Creating Content: New Business Vs an Established Business
Early-stage companies need a metric-centered content approach.
They have less knowledge about their prospect’s *actual* interests, questions, concerns, and objections.
If you've been in business for years, you have
- a customer base
- an established product
- lots of sales calls under your belt
Through these touchpoints, you know
- what your target group cares about
- what features of your product they like most
- what recurring objections and questions they bring up on sales calls
Based on this database, you can create inside-of-funnel content pieces which address specific concerns your customers have when moving through the sales cycle.
These posts might only get 100 views because they answer nuanced questions down the sales funnel.
But you know they are relevant for your target group–because customers *told* you–regardless of whether that post goes viral on LinkedIn.

*****

# Work instructions
**1)** In the content-creation text, reproduce word for word the passage starting with "Creating Content: New" and going on through "the sales cycle.".
**2)** According to the content-creation text, what kind of content approach do early-stage companies need?
**3)** Write what comes next in the content-creation text, picking up after its final sentence.

# Data shown

*****

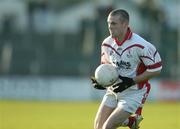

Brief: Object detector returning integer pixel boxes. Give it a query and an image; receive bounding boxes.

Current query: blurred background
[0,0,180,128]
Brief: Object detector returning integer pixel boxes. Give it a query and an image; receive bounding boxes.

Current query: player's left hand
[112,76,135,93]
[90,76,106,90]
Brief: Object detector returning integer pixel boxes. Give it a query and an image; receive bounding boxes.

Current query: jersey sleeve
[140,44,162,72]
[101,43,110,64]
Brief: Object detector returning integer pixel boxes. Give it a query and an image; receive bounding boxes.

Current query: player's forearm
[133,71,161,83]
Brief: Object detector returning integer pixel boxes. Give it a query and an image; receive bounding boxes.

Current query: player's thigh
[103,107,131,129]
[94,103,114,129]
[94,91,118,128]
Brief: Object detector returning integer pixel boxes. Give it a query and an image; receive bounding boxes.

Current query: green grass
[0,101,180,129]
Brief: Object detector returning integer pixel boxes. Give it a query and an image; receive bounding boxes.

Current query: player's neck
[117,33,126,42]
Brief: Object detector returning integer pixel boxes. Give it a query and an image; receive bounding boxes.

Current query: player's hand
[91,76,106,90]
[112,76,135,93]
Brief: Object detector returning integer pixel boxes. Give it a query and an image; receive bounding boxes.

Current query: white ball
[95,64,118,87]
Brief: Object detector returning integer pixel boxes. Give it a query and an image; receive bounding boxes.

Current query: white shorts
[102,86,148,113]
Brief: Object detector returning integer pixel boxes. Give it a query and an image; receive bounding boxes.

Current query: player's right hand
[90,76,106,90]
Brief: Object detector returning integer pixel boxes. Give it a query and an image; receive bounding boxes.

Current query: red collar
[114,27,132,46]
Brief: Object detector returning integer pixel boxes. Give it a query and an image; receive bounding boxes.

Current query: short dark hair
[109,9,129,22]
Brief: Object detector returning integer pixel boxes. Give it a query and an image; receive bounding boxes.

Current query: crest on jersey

*****

# Solved tasks
**1)**
Creating Content: New Business Vs an Established Business
Early-stage companies need a metric-centered content approach.
They have less knowledge about their prospect’s *actual* interests, questions, concerns, and objections.
If you've been in business for years, you have
- a customer base
- an established product
- lots of sales calls under your belt
Through these touchpoints, you know
- what your target group cares about
- what features of your product they like most
- what recurring objections and questions they bring up on sales calls
Based on this database, you can create inside-of-funnel content pieces which address specific concerns your customers have when moving through the sales cycle.

**2)** Early-stage companies need a metric-centered content approach.

**3)**
Whereas if you just launched your company, you're missing interactions, conversations, and sales calls to exactly know
- what your customers need
- what features are appealing
- their most common objections in sales calls
Here's what you should be doing:
1. make educated guesses about your customers' interests and talk about them
2. look at the metrics of your posts (likes, views, interaction, engagement rate) to see which of your guesses resonated most
This way, you get a picture of your target group's interests and what direction to move with your content.
Both approaches are combinable.
But when you're creating content for an early-stage company, iteration and reporting play an essential part in your content marketing strategy.
As you know more and more about your customers' true desires, you can start trusting the process more and more.